## Stated task
List every line below that contains the string "windshield", matching case exactly.

## Provided records
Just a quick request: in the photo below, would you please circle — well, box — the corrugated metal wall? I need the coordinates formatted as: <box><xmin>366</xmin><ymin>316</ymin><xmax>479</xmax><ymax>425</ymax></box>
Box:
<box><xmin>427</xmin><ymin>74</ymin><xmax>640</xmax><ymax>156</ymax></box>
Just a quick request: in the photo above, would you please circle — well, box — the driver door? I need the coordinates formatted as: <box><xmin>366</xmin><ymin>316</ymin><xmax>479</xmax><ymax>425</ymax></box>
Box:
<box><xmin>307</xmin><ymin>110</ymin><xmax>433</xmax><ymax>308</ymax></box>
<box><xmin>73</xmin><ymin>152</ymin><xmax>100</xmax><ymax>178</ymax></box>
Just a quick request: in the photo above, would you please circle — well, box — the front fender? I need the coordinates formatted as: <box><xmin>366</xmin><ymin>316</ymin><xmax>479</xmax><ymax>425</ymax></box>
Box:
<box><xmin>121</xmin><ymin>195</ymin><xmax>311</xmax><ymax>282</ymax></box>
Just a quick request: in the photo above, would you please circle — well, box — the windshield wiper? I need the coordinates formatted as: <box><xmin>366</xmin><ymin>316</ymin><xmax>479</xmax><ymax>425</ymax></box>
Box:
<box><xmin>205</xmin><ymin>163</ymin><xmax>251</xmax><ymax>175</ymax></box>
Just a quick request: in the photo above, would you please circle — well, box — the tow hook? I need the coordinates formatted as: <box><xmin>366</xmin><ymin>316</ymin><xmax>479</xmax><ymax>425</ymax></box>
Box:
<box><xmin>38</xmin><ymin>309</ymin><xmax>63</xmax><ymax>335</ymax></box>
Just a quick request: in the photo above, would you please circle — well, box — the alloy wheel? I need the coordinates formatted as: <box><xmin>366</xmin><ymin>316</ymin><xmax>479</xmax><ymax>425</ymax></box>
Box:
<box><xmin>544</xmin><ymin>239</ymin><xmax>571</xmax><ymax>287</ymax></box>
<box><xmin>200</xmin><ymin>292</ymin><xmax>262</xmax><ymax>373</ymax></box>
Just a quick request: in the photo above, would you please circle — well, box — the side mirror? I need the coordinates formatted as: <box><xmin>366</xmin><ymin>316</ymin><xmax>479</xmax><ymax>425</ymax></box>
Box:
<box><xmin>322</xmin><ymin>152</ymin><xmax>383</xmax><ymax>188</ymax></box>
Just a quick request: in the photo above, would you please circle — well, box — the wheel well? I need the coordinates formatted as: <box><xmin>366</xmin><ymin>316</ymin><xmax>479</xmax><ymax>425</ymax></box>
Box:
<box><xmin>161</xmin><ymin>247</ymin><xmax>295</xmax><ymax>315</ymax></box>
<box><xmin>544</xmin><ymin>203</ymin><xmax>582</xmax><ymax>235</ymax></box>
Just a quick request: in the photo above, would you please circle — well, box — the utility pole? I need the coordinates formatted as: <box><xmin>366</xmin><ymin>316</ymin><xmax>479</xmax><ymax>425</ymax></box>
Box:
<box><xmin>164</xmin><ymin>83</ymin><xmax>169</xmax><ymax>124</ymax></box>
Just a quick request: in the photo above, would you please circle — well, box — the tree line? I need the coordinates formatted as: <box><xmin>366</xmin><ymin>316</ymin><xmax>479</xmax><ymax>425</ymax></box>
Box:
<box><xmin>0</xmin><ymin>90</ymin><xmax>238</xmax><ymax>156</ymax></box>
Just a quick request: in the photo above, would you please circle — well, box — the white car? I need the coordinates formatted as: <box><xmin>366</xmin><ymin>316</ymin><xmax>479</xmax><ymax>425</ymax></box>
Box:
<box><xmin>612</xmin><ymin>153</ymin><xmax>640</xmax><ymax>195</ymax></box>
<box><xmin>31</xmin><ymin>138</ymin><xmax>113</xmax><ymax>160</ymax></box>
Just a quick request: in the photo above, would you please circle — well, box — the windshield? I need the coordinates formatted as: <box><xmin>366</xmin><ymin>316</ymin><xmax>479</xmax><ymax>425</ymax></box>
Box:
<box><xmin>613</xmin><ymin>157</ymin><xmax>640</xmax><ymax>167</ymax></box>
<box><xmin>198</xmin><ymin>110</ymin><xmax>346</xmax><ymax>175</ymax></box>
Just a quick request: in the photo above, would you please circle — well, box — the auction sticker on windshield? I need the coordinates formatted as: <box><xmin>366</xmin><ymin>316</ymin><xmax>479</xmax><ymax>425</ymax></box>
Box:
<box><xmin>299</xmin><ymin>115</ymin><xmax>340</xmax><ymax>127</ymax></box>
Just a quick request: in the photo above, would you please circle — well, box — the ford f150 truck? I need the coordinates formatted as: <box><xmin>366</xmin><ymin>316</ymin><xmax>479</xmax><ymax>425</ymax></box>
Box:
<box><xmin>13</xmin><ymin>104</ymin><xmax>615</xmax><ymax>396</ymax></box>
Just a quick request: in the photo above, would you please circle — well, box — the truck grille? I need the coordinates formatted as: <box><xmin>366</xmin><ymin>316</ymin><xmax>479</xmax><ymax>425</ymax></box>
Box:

## Task solution
Just a quick request: in the photo above, would you please circle — well, box — the windshield wiper? I need the coordinates formatted as: <box><xmin>366</xmin><ymin>316</ymin><xmax>479</xmax><ymax>425</ymax></box>
Just a quick request: in the photo above, would you please circle — well, box — the windshield? I need the coordinates formatted as: <box><xmin>366</xmin><ymin>316</ymin><xmax>479</xmax><ymax>425</ymax></box>
Just a quick request: in the photo above, would you please circle — well, box — the auction sticker on windshield? I need the coordinates formatted as: <box><xmin>366</xmin><ymin>316</ymin><xmax>479</xmax><ymax>425</ymax></box>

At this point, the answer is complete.